>> Start EXERCISE INPUT
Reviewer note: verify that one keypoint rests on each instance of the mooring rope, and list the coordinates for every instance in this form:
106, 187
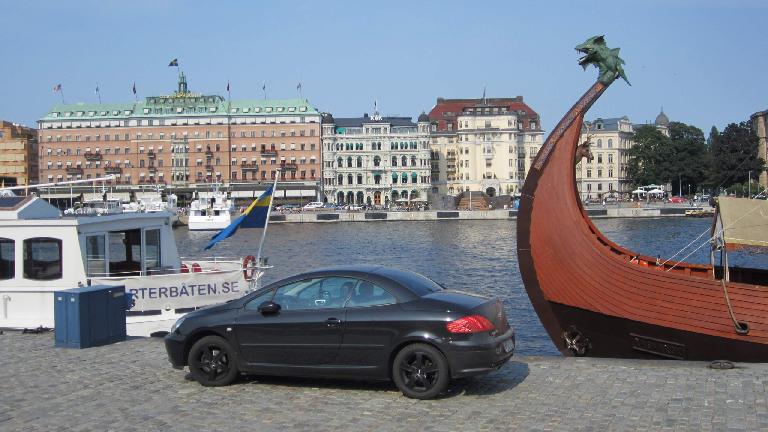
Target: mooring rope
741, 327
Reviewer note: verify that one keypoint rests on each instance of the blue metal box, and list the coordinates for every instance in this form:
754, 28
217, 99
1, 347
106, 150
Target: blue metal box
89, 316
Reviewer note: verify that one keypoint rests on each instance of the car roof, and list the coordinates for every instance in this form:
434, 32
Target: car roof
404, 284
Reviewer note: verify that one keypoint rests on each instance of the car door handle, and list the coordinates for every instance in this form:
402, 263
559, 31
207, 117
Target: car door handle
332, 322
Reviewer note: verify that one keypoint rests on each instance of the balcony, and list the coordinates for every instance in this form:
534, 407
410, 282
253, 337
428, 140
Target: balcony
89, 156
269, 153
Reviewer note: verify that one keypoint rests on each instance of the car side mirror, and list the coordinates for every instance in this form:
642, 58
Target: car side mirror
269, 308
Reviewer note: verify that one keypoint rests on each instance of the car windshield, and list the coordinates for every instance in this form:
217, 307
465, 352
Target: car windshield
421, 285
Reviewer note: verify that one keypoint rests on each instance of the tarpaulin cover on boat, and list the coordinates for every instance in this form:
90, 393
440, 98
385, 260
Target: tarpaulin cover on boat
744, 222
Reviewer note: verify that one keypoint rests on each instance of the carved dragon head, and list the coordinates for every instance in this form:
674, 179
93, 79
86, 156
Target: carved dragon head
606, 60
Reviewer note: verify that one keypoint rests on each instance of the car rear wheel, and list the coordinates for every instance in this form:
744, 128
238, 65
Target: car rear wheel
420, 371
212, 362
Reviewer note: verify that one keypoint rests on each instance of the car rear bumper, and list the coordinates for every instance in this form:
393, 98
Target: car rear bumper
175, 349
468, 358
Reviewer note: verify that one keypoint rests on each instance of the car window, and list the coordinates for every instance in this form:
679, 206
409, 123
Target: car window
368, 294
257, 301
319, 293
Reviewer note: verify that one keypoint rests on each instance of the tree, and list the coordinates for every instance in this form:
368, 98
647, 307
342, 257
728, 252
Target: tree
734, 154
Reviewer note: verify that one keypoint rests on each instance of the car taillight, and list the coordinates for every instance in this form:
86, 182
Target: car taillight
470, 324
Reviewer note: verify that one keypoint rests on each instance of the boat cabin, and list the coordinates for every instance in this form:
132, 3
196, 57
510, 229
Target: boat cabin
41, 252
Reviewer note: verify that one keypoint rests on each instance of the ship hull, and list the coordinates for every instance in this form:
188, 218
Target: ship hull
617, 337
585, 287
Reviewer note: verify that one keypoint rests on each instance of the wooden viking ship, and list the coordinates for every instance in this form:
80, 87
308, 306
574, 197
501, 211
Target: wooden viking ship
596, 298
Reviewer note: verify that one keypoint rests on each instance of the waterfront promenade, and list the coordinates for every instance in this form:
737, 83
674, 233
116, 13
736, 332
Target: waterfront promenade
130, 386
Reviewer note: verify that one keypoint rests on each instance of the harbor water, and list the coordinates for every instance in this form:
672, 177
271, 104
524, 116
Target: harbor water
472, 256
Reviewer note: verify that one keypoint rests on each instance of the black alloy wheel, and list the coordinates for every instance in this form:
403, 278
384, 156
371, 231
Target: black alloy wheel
>> End EXERCISE INPUT
>> Start EXERCISE INPUT
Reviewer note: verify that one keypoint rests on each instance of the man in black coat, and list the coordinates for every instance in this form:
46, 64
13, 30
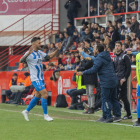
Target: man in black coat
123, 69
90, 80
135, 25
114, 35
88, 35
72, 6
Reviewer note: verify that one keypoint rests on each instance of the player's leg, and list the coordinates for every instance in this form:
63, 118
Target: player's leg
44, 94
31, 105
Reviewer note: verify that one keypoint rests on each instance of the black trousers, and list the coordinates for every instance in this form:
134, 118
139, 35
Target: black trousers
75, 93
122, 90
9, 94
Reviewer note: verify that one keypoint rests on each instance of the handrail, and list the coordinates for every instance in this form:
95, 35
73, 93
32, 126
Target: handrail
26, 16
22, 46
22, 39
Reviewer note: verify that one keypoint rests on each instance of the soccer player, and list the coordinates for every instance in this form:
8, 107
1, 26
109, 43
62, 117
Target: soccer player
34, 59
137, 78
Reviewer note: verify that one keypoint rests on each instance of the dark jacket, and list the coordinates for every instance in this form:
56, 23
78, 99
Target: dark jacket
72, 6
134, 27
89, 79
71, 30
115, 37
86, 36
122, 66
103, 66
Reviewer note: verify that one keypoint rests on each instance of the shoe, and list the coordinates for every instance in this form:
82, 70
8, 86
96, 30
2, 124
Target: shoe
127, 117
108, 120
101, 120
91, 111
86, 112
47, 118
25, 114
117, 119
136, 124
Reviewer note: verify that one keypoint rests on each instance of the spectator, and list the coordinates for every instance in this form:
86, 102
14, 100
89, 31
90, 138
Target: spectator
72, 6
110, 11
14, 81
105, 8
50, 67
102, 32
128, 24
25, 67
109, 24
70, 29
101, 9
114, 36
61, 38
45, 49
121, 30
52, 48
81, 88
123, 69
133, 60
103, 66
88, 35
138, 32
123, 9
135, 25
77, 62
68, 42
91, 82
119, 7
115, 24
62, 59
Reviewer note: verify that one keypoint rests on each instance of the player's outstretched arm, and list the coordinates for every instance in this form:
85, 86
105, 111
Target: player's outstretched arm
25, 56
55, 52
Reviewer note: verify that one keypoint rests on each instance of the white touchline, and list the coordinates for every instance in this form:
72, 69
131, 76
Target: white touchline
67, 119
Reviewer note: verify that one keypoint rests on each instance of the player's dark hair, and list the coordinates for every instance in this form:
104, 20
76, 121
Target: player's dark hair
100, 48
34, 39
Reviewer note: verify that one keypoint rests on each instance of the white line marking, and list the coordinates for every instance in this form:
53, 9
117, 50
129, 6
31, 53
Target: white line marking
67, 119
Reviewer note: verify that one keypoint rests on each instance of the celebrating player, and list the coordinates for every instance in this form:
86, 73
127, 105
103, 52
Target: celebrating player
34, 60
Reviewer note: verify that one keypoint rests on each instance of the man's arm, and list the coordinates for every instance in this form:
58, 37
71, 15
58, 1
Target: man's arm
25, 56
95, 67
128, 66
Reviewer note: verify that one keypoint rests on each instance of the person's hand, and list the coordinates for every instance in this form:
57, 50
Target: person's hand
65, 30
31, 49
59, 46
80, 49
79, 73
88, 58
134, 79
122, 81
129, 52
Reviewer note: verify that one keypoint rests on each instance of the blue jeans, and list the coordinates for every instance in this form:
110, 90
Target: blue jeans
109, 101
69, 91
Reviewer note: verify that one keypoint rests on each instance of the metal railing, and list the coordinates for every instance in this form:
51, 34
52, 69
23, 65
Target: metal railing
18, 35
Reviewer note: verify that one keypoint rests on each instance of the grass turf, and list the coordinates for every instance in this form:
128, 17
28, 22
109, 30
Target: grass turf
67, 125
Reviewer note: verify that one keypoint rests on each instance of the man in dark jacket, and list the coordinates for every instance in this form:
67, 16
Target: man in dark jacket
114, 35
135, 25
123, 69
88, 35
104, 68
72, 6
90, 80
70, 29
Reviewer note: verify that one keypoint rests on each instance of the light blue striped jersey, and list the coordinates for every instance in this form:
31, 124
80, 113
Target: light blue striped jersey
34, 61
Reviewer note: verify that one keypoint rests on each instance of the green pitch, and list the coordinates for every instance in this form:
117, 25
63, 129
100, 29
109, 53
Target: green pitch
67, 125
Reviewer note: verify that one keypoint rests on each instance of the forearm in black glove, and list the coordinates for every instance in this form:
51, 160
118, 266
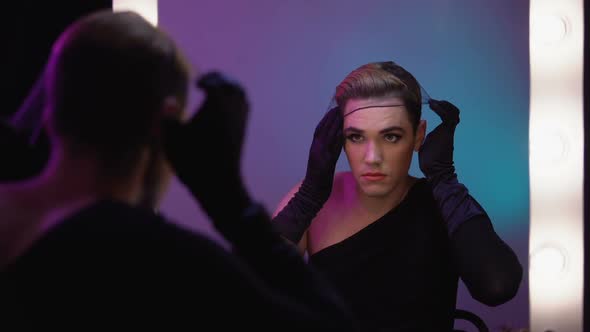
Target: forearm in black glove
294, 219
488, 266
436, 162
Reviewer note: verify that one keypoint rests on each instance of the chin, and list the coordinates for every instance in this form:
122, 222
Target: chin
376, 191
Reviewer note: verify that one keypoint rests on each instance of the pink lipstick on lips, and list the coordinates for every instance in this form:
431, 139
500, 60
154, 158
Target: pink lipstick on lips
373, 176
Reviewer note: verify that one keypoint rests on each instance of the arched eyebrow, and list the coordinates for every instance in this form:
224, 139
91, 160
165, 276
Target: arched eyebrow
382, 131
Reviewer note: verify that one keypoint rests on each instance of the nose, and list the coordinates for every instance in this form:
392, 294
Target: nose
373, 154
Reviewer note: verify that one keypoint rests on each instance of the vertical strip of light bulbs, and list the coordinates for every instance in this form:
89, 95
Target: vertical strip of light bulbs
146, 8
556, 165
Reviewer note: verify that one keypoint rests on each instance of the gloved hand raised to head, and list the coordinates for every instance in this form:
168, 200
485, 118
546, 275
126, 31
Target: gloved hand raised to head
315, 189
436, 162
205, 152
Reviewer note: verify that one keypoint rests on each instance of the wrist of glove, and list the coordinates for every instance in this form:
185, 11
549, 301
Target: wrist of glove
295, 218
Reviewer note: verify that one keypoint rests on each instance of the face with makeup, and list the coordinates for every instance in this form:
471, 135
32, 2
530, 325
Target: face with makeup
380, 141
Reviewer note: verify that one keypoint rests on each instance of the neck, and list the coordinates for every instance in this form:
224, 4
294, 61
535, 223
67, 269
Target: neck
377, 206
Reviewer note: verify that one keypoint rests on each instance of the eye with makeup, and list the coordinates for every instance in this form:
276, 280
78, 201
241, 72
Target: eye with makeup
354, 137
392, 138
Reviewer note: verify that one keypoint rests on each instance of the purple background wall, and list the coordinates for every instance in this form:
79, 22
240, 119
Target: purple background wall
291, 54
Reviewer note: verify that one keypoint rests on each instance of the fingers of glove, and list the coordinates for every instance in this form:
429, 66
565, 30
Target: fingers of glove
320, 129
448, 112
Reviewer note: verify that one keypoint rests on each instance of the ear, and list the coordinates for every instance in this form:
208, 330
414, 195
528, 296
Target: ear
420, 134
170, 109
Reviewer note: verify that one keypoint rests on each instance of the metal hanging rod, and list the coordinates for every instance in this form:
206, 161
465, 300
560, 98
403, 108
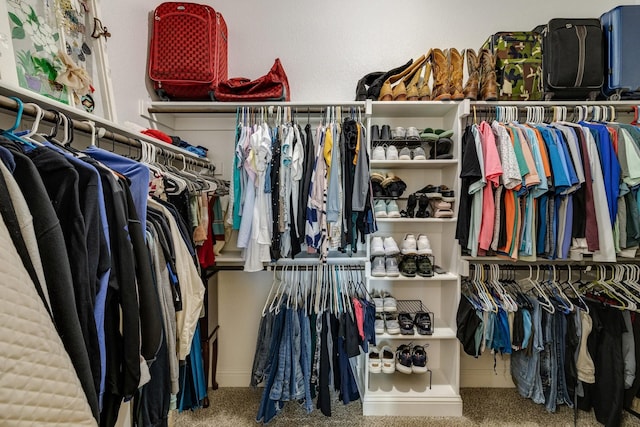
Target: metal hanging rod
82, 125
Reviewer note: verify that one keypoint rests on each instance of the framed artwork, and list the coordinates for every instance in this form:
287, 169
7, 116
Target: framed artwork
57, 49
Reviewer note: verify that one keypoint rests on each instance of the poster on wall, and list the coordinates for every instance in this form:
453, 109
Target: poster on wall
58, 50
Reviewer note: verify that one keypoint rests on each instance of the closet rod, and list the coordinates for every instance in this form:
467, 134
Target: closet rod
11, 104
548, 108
>> End EXERCISE INPUT
**PROMPT**: Determine how many lines of the listing above contain the string "forearm", treating uppercase and lowercase letters as distinct. State only the number.

**WRITTEN REPLY**: 2